* Da fare
- A) Quanti posti di lavoro a rischio stima la Coldiretti, secondo l'articolo sulla carne?
- B) Riprendi l'articolo sulla carne e prosegui il testo dopo l'ultima frase.

* Estratto fornito
Ed è subito psicosi: il day after della carne
Dopo appena quarantotto ore dall’annuncio dell’OMS, la coscienza collettiva sembra già segnata profondamente dallo spauracchio della carne = cancro. Come ha già notato qualcuno, ogni dieci anni ci ritroviamo a far battaglia: mucca pazza, influenza aviaria e, forse, questa è quella definitiva.
Diciamoci la verità, il mondo non l’ha presa bene.
I venditori al dettaglio, già provati dalla concorrenza di supermercati e filiere produttive molto più grandi, temono ormai il tracollo totale: alcune attività, macellerie e ristoranti in testa, lamentano un calo del 20% tra i clienti, segnali che ricordano la diserzione del 1996, a fronte del morbo mucca pazza. Per le filiere produttive il futuro è nero come il fumo di quelle bistecche che l’OMS ha decretato cancerogene: la Coldiretti (vabbè) stima 180mila posti di lavoro messi a rischio.

Voci di dati salvate:
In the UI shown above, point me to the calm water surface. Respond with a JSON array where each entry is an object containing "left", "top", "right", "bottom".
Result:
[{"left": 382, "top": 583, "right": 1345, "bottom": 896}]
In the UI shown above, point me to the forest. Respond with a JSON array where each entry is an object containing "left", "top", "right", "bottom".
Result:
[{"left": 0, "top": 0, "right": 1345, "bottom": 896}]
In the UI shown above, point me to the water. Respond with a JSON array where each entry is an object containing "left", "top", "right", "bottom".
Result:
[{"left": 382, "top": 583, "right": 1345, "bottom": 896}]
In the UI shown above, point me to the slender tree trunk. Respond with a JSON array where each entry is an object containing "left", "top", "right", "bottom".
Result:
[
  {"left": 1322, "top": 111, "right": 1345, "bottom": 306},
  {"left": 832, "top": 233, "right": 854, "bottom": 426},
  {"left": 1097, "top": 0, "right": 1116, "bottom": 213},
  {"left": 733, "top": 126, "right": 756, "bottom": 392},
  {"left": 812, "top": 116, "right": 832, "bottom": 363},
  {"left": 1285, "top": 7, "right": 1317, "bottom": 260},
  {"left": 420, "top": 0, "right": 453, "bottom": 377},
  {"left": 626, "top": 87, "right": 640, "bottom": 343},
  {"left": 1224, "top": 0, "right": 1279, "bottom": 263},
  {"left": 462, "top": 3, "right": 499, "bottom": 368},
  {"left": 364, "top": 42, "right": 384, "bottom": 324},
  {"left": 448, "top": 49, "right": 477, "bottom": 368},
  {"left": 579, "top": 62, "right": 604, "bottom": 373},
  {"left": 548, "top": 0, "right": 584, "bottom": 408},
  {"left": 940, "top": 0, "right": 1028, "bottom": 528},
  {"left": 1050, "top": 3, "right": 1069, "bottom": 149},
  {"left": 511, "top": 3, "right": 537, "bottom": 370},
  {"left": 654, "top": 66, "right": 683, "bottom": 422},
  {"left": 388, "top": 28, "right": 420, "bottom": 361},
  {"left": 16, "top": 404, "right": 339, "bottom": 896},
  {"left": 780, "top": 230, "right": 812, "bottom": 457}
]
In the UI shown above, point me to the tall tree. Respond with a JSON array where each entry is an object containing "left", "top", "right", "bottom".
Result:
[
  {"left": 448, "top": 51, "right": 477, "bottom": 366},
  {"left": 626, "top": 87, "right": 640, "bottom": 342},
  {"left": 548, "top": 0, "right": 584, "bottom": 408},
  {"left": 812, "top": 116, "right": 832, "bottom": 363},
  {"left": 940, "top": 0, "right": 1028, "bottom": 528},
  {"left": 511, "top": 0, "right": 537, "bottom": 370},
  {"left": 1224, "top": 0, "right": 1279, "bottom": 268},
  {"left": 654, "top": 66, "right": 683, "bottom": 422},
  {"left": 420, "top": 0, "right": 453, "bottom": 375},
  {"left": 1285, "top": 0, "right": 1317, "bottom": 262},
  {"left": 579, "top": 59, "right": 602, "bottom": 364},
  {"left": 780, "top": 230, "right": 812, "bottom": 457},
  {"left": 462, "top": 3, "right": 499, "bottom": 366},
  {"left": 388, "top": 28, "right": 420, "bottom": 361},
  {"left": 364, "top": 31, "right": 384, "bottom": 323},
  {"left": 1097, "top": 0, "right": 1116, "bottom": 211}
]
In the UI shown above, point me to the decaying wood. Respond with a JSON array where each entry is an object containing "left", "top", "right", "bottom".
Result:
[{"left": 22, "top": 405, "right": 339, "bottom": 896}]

* Soluzioni degli esercizi
- A) 180mila posti di lavoro.

- B)
Per quanto riguarda i grandi marchi, la situazione cambia poco.
Nonostante la fidelizzazione dei consumatori per i grandi nomi come Il Consorzio di Parma e relative rassicurazioni riguardo alla lenta lavorazione del prodotto e non alla trasformazione dello stesso attraverso l’aggiunta di conservanti, i dubbi restano, soprattutto ai consumatori che, alla fine, saranno l’ago della bilancia in questa nuova battaglia alimentare.
Secondo l’agenzia dei consumatori, gli acquisti sono stabili.
Segno che la famosa fettina, almeno per il momento, è ancora nella busta della spesa, sana e salva.